## Text block

>> BEGIN

Or, as Andrew McDiarmid, a senior policy analyst for the Center for Democracy and Technology, put it: “I think it’s a case that the U.S. remains a model for Internet policy for the world. Not having it here may make it less likely to have it in other places.”

Could dismantling it affect human rights?

As with many things, the United States is seen as a global leader on the Internet. Thus, many critics fear that a loosening of its regulatory system may embolden others to crack down on a completely open Internet.

Estelle Masse, senior policy analyst at Access Now, a digital-rights advocacy group, said the repeal of net neutrality rules would make the U.S. “an outlier on an issue of critical importance to the future of the Internet, both as an engine for innovation and a platform for human rights, to the detriment of users.”

Some critics say the erosion of net neutrality in world leaders such as the United States could prevent events such as the 2010 Arab Spring, when social media played an integral part in the movement to overthrow oppressive regimes.

“Americans aren’t the only ones who would be harmed by a U.S. decision to repeal net neutrality rules,” Hadi Ghaemi, executive director of the Center for Human Rights in Iran, said in response to the move to end net neutrality.

He says that as the most economically advanced country in the world, such a move by the United States could give the green light to repressive countries like Iran to continue applying the same policies.

“The Internet is the most valuable invention of the 20th century, and we should all be fighting to keep it free. As the birthplace of the Internet, the U.S. should be carrying the torch on net neutrality, not following in the footsteps of autocrats,” he said.

Could there be any benefits for foreign countries?

>> END

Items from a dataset
>> BEGIN

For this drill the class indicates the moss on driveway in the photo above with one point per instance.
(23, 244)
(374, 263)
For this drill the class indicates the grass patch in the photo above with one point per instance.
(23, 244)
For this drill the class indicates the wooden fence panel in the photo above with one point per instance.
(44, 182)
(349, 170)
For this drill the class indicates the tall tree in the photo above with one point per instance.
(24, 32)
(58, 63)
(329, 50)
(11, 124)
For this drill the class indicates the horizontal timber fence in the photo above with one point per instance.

>> END

## Things to do
[1] In the net neutrality text, which organization does Estelle Masse work for?
[2] Rewrite the paragraph of the net neutrality text that begins "Some critics say the erosion" in one shorter sentence, keeping its main facts.

## Solutions to each task
[1] Access Now, a digital-rights advocacy group.

[2] Some critics say weakening net neutrality in leading countries like the United States could prevent events like the 2010 Arab Spring, when social media was central to the movement to overthrow oppressive regimes.